*** Dataset content
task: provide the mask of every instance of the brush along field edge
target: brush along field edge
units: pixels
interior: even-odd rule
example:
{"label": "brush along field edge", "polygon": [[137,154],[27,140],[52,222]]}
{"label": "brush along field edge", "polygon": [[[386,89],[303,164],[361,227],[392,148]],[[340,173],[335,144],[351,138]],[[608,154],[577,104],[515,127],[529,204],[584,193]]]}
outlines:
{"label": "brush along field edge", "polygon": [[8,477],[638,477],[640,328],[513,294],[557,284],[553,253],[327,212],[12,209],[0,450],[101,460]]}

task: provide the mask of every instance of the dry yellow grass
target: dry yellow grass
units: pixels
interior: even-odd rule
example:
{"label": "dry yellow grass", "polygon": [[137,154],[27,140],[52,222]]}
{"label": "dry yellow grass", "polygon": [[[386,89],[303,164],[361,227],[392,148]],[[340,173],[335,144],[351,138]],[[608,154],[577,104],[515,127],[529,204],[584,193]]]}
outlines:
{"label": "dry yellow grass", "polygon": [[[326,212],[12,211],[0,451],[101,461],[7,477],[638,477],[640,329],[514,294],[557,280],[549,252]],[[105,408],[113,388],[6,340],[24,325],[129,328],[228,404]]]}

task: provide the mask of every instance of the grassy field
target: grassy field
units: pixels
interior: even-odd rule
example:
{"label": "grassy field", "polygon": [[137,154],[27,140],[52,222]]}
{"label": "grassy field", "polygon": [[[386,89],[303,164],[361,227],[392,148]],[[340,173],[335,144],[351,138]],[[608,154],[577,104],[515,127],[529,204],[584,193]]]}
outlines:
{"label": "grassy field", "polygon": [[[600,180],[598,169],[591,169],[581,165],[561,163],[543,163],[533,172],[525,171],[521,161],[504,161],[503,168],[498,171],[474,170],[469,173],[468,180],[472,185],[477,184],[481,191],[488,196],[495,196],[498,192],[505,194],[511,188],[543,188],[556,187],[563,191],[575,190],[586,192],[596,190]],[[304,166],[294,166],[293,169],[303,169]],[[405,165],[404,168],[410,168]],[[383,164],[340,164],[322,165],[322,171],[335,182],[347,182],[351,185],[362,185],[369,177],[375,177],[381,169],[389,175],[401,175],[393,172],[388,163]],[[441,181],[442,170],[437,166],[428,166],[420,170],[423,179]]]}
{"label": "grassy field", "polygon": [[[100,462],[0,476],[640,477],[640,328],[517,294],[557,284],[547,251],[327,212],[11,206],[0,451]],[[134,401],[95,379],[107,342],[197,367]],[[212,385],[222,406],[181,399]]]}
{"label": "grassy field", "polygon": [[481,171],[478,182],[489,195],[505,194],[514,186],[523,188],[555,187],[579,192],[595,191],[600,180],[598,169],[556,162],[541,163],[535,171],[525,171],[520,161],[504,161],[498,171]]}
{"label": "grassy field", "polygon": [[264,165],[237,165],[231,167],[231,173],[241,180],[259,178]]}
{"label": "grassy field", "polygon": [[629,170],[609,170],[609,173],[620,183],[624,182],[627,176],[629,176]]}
******
- [Problem details]:
The word "every" occurs on certain lines of the material; count those lines and respond with the number only.

- [Task response]:
3